*Task objective*
Each record listed below is to be output exactly as written.

*Dataset records*

_ _ _ _ _ _ _

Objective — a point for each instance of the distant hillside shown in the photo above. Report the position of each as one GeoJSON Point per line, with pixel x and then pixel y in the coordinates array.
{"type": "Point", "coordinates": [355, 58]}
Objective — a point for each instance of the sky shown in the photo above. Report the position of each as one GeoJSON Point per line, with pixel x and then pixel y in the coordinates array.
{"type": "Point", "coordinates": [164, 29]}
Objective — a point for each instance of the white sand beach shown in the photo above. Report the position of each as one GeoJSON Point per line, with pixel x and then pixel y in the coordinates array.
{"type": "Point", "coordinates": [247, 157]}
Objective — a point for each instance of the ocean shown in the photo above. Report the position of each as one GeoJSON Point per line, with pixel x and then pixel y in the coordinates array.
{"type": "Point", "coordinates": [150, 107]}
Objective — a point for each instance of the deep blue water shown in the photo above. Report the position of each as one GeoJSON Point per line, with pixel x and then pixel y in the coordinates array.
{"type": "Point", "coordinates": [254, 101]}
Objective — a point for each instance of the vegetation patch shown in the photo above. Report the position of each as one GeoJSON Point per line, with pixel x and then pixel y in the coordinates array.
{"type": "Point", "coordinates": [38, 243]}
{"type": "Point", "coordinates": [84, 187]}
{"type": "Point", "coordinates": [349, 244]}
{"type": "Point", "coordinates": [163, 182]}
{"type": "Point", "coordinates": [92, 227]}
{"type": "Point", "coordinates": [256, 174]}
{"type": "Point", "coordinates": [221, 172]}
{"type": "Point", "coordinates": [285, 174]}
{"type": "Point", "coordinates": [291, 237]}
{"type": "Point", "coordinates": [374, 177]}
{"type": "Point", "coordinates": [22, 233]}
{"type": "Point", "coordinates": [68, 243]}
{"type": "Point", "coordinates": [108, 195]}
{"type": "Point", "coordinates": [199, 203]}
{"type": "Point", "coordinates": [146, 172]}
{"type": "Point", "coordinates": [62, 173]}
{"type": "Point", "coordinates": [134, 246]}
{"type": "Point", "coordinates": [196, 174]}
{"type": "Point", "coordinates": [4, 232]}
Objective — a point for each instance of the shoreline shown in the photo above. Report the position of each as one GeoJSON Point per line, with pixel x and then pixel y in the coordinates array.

_ _ _ _ _ _ _

*Response for this exercise*
Objective — a point for each instance of the distant hillside shown in the photo above. Report the position of each as one GeoJSON Point per line, with pixel x and then pixel y in the coordinates array.
{"type": "Point", "coordinates": [355, 58]}
Objective — a point for each instance of the sky shown in the photo above. Report the position of each as one GeoJSON Point per line, with pixel x and then pixel y in the coordinates array.
{"type": "Point", "coordinates": [164, 29]}
Objective — a point for each instance of the white sand beach shown in the photo above. Report the position of each as one GeoJSON Point per line, with pixel x and then pixel y in the coordinates array.
{"type": "Point", "coordinates": [247, 157]}
Objective — a point for each instance of the ocean shown in the photo above. Report the position of each as one GeoJSON Point per line, with pixel x and then pixel y in the coordinates array.
{"type": "Point", "coordinates": [150, 107]}
Objective — a point for each instance of the deep blue water shown in the photo above. Report the position of each as one GeoJSON Point per line, with pixel x and then pixel y in the coordinates array.
{"type": "Point", "coordinates": [254, 101]}
Objective — a point for each instance of the vegetation patch shown in the photo above. Report the position of each as one GeoJSON Point per line, with pixel x and then pixel y in the coordinates array.
{"type": "Point", "coordinates": [38, 243]}
{"type": "Point", "coordinates": [84, 187]}
{"type": "Point", "coordinates": [349, 244]}
{"type": "Point", "coordinates": [163, 182]}
{"type": "Point", "coordinates": [92, 227]}
{"type": "Point", "coordinates": [256, 174]}
{"type": "Point", "coordinates": [221, 172]}
{"type": "Point", "coordinates": [285, 174]}
{"type": "Point", "coordinates": [291, 237]}
{"type": "Point", "coordinates": [374, 177]}
{"type": "Point", "coordinates": [22, 233]}
{"type": "Point", "coordinates": [68, 243]}
{"type": "Point", "coordinates": [108, 195]}
{"type": "Point", "coordinates": [199, 203]}
{"type": "Point", "coordinates": [146, 172]}
{"type": "Point", "coordinates": [62, 173]}
{"type": "Point", "coordinates": [134, 246]}
{"type": "Point", "coordinates": [196, 174]}
{"type": "Point", "coordinates": [4, 232]}
Objective — a point for each instance of the shoreline shown in the photo above. Report the position of each as one GeoJSON Point per line, with pixel x and then pixel y in the coordinates array.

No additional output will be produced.